• _JOB_: Reproduce the following listing line by line, without any alteration.

(Pointing listing)
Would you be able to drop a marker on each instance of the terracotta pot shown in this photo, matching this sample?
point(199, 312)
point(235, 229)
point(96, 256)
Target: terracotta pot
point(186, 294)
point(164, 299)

• _ANSWER BELOW_:
Would you be able to drop a marker on each instance of the terracotta pot shown in this photo, matching this sample?
point(199, 312)
point(235, 229)
point(96, 256)
Target: terracotta pot
point(186, 294)
point(164, 299)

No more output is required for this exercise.